Short task 1: Retype the part of the forum post on counting words in a JSON file, starting at "For a current" and ending at "make this happen?".
:: Text provided
For a current research project, I am planning to count the unique words of different objects in a JSON file. Ideally, the output file should show separate word count summaries (counting the occurence of unique words) for the texts in "Text Main", "Text Pro" and "Text Con". Is there any smart tweak to make this happen?
At the moment, I am receiving the following error message:
File "index.py", line 10, in <module>
text = data["Text_Main"]
TypeError: list indices must be integers or slices, not str
The JSON file has the following structure:
[
{"Stock Symbol":"A",
"Date":"05/11/2017",
"Text Main":"Text sample 1",
"Text Pro":"Text sample 2",
"Text Con":"Text sample 3"}
]
And the corresponding code looks like this:
# Import relevant libraries
import string
import json
import csv
import textblob
# Open JSON file and slice by object
file = open("Glassdoor_A.json", "r")
data = json.load(file)
text = data["Text_Main"]
# Create an empty dictionary
d = dict()
::::
:: Available data
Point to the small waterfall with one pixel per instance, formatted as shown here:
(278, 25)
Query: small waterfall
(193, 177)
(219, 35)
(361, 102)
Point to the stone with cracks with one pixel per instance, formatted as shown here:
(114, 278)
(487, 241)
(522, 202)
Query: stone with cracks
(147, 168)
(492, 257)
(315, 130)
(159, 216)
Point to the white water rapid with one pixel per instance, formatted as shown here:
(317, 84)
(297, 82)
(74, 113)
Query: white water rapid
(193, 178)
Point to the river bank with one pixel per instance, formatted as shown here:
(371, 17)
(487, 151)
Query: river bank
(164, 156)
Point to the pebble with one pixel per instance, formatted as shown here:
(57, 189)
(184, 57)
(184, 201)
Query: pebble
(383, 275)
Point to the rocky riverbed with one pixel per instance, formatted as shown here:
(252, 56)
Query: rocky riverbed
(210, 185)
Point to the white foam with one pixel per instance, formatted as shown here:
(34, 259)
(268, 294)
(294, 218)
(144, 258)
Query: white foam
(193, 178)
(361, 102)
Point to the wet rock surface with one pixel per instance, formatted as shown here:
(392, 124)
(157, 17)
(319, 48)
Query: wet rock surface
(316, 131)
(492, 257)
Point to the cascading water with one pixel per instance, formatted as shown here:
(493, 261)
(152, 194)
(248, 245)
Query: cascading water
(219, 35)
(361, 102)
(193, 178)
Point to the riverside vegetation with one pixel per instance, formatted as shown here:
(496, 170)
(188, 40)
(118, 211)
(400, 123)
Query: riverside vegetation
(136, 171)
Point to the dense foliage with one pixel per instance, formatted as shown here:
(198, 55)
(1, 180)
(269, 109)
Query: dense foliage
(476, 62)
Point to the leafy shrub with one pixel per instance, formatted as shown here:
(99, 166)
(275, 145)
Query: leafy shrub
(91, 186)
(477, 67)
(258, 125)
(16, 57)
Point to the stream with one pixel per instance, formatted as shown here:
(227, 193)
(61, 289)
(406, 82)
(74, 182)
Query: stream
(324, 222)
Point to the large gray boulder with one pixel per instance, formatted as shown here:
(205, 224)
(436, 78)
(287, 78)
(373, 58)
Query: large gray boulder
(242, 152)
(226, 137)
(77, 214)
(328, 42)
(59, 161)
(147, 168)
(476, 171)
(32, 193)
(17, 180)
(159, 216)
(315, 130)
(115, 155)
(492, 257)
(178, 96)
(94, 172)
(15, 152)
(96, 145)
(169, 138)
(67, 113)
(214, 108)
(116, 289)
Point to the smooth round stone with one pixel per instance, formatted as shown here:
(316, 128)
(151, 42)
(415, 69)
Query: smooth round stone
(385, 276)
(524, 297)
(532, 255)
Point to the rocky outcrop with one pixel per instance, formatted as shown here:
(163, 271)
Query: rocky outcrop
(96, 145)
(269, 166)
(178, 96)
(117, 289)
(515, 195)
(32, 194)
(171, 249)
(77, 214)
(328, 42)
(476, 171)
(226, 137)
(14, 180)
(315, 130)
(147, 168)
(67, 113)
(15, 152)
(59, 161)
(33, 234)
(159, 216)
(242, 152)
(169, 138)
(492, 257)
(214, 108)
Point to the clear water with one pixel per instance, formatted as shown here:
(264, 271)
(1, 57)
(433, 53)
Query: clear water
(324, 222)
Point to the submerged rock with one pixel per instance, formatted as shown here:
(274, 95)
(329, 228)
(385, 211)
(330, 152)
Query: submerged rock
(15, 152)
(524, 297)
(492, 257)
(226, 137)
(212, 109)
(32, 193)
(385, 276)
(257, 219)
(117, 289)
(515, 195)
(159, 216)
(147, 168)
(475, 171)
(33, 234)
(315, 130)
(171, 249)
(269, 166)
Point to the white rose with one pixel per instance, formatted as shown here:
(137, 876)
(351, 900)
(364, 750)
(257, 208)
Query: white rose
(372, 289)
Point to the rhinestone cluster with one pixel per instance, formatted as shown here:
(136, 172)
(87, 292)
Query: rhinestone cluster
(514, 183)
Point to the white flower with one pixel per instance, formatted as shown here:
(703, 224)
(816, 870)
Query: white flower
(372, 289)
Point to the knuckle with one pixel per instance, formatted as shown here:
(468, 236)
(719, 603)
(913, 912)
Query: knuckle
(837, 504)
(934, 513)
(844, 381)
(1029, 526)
::::
Short task 2: Pull out each line of the rows above that contains the string "bank".

Task answer 1:
For a current research project, I am planning to count the unique words of different objects in a JSON file. Ideally, the output file should show separate word count summaries (counting the occurence of unique words) for the texts in "Text Main", "Text Pro" and "Text Con". Is there any smart tweak to make this happen?

Task answer 2:
Point to the river bank with one pixel per instance, formatted as shown here:
Query: river bank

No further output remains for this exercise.